Given request 1: From the post on Ireland's marriage equality vote, retype the part that begins with "What a great" and ends with "change their minds.".
Given request 2: Quote every sentence in the post on Ireland's marriage equality vote that contains the word "Ireland".

I have to admit, I was half-prepared to be writing a piece on shame and disappointment this morning. There was a large chunk of my brain that feared Ireland wouldn’t pull through and approve the referendum on marriage equality, but I am very relieved that is not the case.

What a great time to be alive! Watching footage of the sheer joy exploding throughout the country will never get old. So it seems the polls were pretty accurate and Ireland is making history – positive history.

Social media has been inundated with pleas and revelations over the past few weeks, and has now turned to photographs of beaming faces and excited thanks. One friend wrote, “I absolutely love Irish weddings, and now there’s going to be twice as many – YES!”

We’re all a bit chuffed, and can give ourselves a well-deserved pat on the back. As for the 700,000 people who voted no, I hope that over the next few years they will see enough incredibly happy and deserving families to change their minds.

I’m especially excited about the friends abroad who can now move back to Ireland and start their families here. I was visiting London last weekend where I would usually find a clatter of Irish milling around, but of course they had all flown home this weekend to vote (I made sure to vote before I flew).

Information provided:
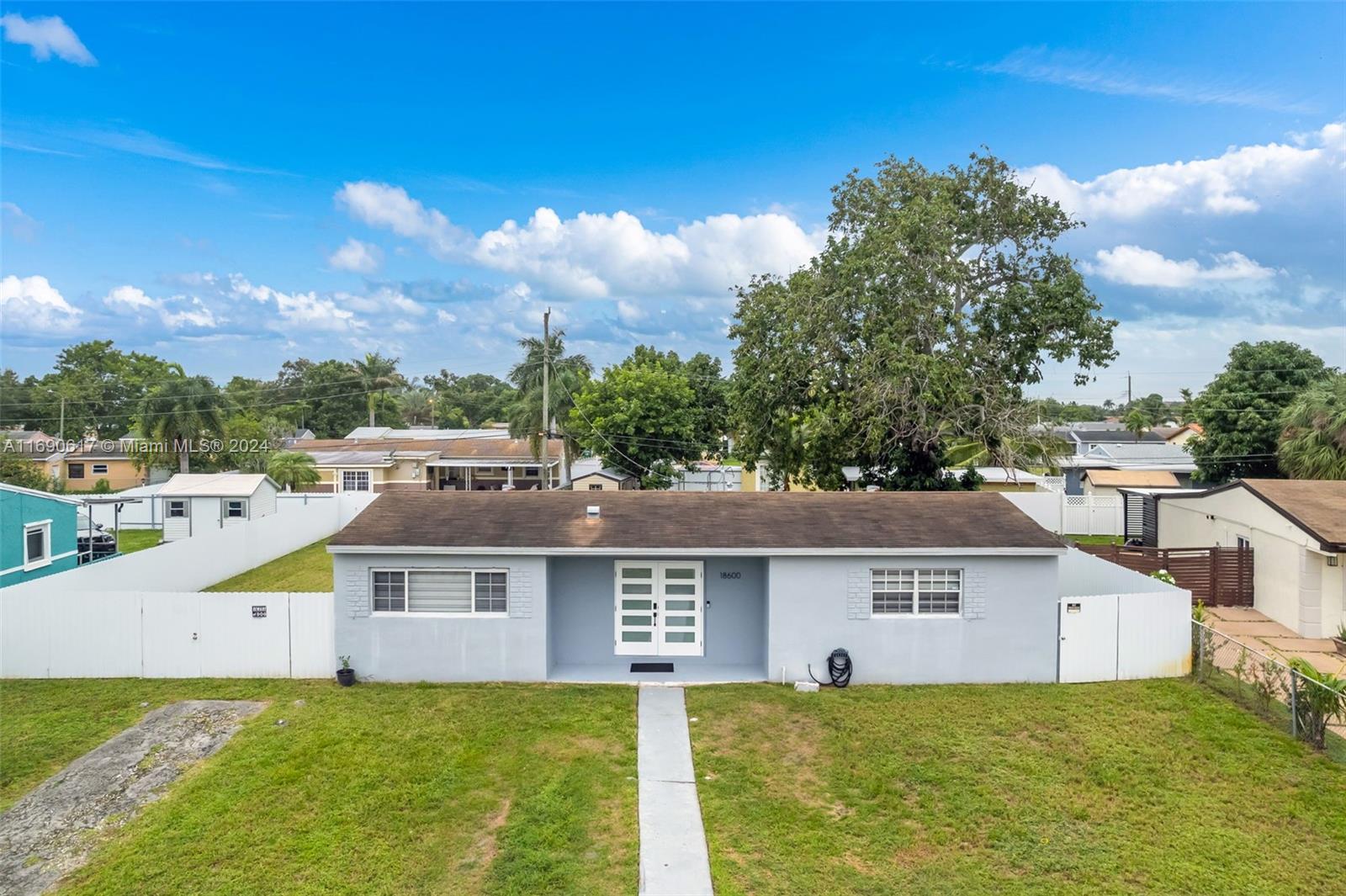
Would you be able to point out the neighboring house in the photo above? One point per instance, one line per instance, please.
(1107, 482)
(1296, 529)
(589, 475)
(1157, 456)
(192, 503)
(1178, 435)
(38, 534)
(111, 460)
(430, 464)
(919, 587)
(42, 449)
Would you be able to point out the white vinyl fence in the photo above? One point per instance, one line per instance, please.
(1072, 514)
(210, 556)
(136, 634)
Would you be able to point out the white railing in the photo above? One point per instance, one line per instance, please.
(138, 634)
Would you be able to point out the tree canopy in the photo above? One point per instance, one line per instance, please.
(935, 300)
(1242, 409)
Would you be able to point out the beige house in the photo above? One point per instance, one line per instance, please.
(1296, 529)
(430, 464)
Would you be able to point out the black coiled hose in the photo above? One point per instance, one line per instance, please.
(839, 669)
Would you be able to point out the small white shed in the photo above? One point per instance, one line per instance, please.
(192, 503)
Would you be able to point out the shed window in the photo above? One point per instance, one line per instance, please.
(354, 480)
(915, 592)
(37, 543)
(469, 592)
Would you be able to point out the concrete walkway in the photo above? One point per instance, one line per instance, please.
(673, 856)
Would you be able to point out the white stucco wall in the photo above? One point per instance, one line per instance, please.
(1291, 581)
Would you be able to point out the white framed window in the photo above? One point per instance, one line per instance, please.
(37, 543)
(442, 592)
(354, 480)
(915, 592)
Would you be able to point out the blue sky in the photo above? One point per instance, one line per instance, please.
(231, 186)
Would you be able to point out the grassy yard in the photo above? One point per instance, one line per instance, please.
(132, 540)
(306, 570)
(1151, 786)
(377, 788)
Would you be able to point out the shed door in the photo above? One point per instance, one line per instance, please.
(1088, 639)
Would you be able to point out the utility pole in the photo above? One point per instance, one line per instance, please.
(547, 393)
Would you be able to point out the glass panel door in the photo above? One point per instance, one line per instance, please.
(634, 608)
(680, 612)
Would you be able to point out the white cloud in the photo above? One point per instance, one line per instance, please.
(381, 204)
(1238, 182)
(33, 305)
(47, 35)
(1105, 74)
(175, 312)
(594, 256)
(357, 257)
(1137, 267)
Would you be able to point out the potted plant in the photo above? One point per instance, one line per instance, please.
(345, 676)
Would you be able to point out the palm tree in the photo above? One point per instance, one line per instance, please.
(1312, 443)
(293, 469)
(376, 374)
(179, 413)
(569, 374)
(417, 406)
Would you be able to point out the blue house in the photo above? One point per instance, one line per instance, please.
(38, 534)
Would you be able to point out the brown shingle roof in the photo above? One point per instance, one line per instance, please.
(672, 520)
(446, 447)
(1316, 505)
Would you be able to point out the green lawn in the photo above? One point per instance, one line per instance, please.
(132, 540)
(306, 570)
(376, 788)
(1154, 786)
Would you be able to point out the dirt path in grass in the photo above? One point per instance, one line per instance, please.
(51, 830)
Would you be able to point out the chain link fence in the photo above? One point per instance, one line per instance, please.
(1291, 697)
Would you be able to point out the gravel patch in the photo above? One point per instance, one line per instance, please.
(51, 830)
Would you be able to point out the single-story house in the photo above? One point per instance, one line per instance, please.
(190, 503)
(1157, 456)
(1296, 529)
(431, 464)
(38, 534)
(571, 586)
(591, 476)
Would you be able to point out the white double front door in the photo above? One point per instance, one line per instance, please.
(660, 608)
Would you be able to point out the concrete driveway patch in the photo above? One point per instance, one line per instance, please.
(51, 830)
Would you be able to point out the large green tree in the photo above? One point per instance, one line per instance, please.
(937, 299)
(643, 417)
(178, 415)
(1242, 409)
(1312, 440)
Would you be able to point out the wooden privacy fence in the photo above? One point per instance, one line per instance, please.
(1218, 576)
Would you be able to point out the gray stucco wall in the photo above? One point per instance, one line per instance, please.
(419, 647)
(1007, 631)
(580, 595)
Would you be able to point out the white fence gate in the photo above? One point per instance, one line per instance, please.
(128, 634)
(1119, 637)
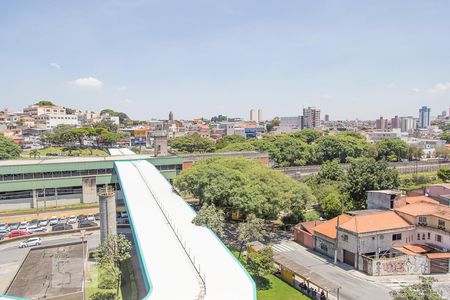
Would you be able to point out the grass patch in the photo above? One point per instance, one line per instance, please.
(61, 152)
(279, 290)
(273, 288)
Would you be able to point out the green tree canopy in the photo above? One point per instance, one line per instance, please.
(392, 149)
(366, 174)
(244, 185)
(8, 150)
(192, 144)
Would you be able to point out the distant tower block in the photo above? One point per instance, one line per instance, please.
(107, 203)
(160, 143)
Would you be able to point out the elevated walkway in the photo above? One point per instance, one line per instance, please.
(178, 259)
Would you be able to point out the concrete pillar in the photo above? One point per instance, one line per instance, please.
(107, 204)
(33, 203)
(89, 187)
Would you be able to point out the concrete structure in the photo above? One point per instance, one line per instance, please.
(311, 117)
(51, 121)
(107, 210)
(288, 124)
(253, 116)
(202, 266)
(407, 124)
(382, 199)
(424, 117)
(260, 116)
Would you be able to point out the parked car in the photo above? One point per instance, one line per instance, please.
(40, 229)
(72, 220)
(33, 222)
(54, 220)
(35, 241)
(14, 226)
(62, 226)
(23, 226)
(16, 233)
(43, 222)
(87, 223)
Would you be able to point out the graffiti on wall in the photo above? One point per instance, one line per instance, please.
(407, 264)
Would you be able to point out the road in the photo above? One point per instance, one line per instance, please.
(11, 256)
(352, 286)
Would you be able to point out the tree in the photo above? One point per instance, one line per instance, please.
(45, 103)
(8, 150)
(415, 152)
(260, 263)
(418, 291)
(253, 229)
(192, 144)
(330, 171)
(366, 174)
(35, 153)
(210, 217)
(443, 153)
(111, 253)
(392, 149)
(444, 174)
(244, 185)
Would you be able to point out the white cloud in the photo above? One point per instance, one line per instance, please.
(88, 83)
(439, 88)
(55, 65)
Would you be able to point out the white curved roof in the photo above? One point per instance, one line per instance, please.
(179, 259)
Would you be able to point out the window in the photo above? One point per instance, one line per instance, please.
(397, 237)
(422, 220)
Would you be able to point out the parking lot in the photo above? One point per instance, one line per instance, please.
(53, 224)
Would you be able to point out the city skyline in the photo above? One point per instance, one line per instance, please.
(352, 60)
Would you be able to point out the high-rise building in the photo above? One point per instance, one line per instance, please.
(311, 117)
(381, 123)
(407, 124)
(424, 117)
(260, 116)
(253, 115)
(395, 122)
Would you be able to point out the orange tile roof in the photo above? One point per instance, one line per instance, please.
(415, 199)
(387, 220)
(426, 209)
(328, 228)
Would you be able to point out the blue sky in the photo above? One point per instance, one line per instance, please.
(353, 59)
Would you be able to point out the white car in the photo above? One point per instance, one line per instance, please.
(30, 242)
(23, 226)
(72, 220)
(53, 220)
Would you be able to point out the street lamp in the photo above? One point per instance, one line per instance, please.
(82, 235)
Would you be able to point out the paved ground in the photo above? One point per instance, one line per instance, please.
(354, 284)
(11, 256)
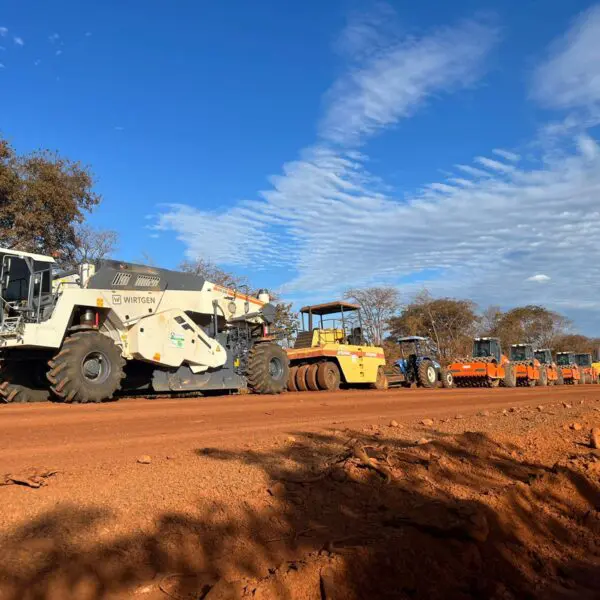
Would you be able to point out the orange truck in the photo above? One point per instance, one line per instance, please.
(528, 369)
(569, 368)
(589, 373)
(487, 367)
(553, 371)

...

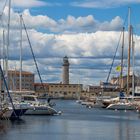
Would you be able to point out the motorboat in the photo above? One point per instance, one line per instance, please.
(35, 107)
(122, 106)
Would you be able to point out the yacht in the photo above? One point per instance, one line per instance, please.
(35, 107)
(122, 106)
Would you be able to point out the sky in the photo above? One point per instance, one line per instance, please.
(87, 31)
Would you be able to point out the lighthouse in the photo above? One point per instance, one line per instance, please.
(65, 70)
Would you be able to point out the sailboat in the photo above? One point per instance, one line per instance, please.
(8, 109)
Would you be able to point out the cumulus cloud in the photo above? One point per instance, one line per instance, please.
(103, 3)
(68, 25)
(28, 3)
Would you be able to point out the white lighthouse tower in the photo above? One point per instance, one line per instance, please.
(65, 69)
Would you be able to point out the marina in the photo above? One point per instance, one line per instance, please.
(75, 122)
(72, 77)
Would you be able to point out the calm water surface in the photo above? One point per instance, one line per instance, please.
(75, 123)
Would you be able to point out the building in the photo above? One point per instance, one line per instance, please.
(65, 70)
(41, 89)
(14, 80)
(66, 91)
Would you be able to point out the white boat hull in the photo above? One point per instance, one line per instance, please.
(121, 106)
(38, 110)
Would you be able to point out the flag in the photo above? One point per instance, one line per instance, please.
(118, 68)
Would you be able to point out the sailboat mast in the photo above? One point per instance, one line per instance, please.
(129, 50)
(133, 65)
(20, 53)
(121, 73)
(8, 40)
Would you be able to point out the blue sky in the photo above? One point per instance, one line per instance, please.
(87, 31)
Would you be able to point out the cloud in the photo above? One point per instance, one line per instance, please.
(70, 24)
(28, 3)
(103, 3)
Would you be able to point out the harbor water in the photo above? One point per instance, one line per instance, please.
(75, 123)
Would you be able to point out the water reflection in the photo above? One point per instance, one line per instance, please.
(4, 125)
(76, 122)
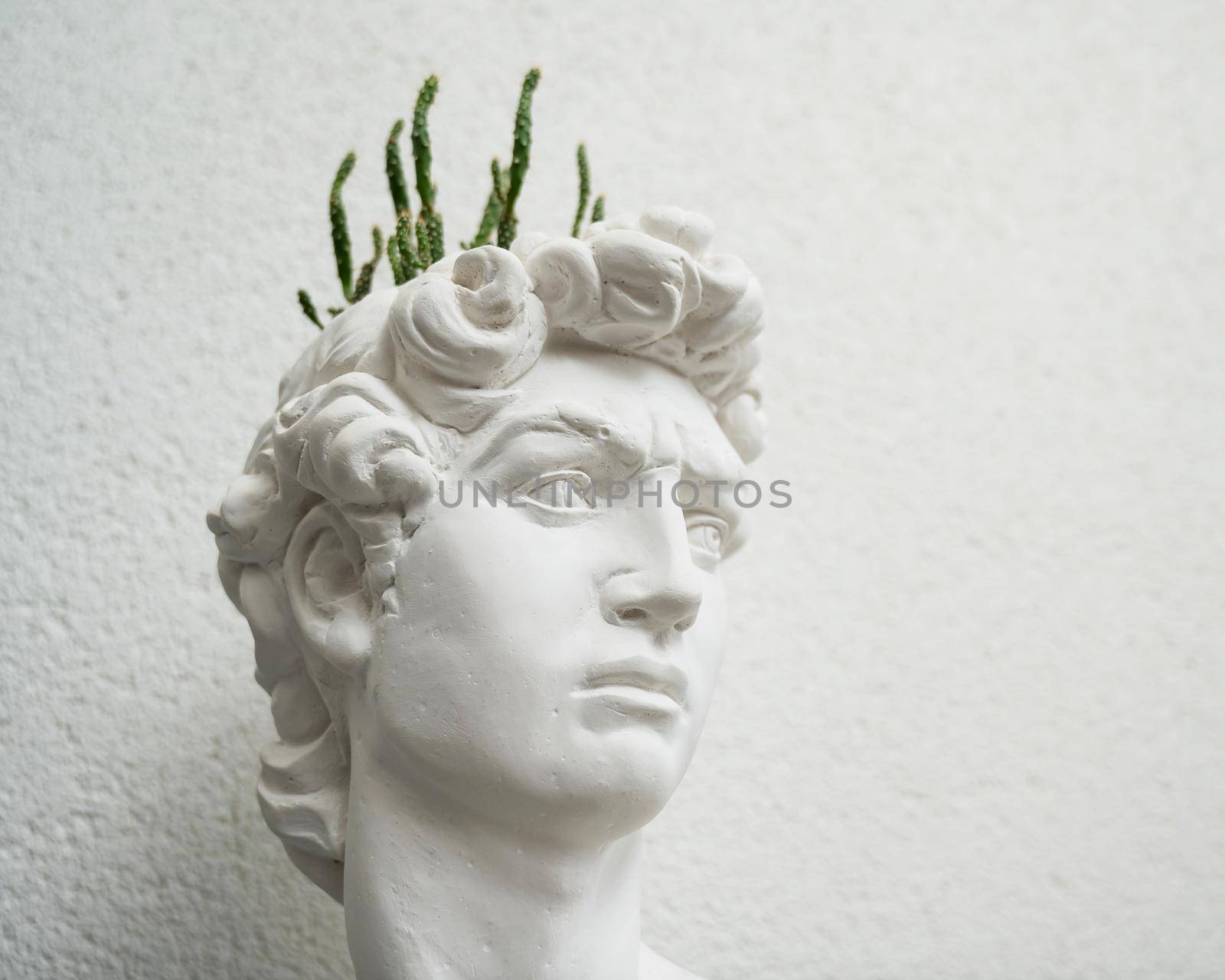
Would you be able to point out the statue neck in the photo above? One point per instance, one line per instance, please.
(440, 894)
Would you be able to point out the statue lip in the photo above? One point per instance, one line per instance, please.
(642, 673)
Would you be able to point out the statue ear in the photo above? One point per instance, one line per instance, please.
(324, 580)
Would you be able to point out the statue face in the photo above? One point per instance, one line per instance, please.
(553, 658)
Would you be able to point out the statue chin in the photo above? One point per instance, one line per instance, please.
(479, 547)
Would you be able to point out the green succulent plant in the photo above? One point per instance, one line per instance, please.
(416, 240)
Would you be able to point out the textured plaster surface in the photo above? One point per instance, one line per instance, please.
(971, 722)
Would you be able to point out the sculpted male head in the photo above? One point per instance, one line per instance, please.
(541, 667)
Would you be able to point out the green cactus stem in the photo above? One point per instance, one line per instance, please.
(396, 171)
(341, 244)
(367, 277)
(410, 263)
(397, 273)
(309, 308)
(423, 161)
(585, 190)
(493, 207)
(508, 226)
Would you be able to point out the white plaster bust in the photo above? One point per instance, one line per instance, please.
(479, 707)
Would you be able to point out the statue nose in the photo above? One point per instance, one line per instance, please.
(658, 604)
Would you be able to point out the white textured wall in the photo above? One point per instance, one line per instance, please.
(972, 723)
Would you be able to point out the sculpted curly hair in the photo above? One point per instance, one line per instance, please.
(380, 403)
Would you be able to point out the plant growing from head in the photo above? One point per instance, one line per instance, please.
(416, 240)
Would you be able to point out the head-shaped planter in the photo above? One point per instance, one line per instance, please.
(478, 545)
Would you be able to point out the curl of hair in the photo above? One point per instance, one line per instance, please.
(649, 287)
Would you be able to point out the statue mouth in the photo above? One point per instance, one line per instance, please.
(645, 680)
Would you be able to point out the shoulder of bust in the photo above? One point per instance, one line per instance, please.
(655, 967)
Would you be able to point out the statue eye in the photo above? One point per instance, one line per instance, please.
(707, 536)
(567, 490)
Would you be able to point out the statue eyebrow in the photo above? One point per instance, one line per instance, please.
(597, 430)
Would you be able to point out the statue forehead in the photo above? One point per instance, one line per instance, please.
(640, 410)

Finished answer 1:
What a great time to be alive! Watching footage of the sheer joy exploding throughout the country will never get old. So it seems the polls were pretty accurate and Ireland is making history – positive history.

Social media has been inundated with pleas and revelations over the past few weeks, and has now turned to photographs of beaming faces and excited thanks. One friend wrote, “I absolutely love Irish weddings, and now there’s going to be twice as many – YES!”

We’re all a bit chuffed, and can give ourselves a well-deserved pat on the back. As for the 700,000 people who voted no, I hope that over the next few years they will see enough incredibly happy and deserving families to change their minds.

Finished answer 2:
1. There was a large chunk of my brain that feared Ireland wouldn’t pull through and approve the referendum on marriage equality, but I am very relieved that is not the case.
2. So it seems the polls were pretty accurate and Ireland is making history – positive history.
3. I’m especially excited about the friends abroad who can now move back to Ireland and start their families here.